OBJECTIVES:
1. List every transform that the ResNet101 DDP text places inside transforms.Compose.
2. Copy the ResNet101 DDP text from "model = torchvision.models.resnet101(weights='IMAGENET1K_V1')" to "model.fc = torch.nn.Linear(model.fc.in_features, 100)".

TEXT SHOWN:

Create the Resnet101 model and wrap it with torch.nn.parallel.DistributedDataParallel() for DDP training.

model = torchvision.models.resnet101(weights='IMAGENET1K_V1')
#change the output since we are using CIFAR100
model.fc = torch.nn.Linear(model.fc.in_features, 100)

model = model.to(local_rank)
ddp_model = torch.nn.parallel.DistributedDataParallel(model, device_ids=[local_rank], output_device=local_rank)

Prepare dataset and dataloader

In this section we will prepare dataset and dataloader for training. the In DDP, each process can pass a DistributedSampler instance as a DataLoader sampler. The DistributedSampler ensures that each device gets a non-overlapping input batch for training.

transform = transforms.Compose([
    transforms.Resize((224, 224)),
    transforms.RandomHorizontalFlip(),
    transforms.ToTensor(),
    transforms.Normalize((0.5, 0.5, 0.5), (0.5, 0.5, 0.5)),
])

STORED DATA:
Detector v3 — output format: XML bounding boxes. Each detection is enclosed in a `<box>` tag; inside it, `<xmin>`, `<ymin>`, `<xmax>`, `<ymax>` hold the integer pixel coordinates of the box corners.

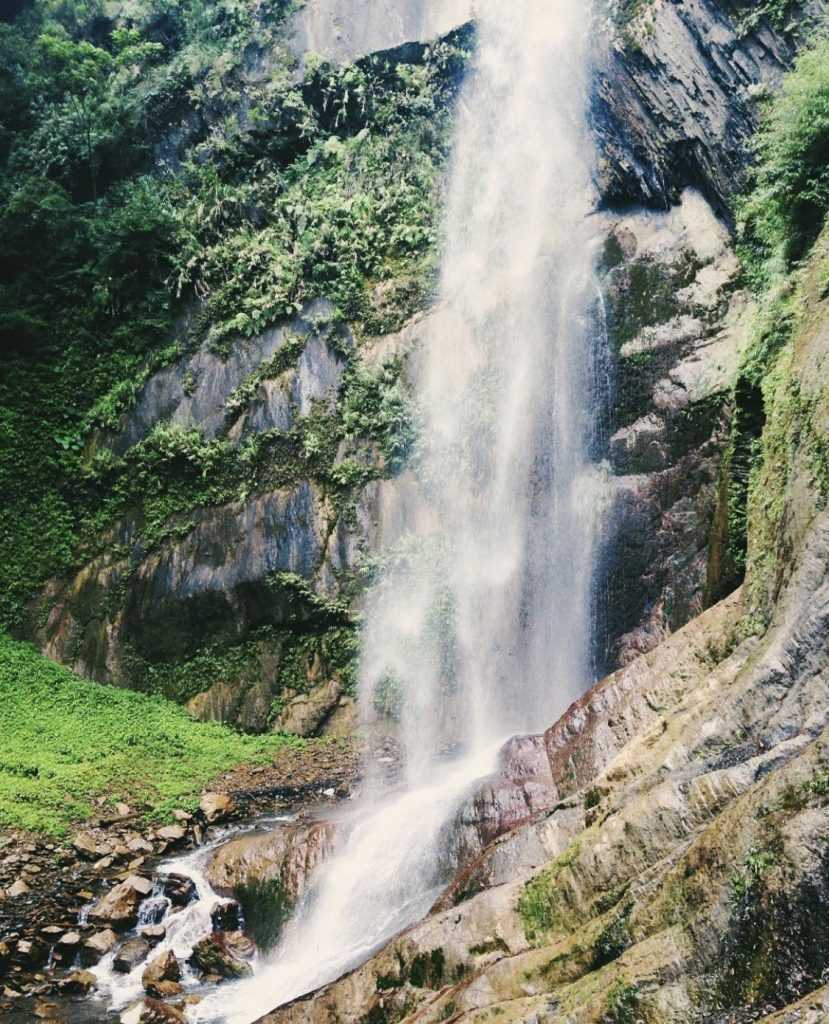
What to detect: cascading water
<box><xmin>194</xmin><ymin>0</ymin><xmax>604</xmax><ymax>1024</ymax></box>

REPLIES:
1.
transforms.Resize((224, 224))
transforms.RandomHorizontalFlip()
transforms.ToTensor()
transforms.Normalize((0.5, 0.5, 0.5), (0.5, 0.5, 0.5))

2.
model = torchvision.models.resnet101(weights='IMAGENET1K_V1')
#change the output since we are using CIFAR100
model.fc = torch.nn.Linear(model.fc.in_features, 100)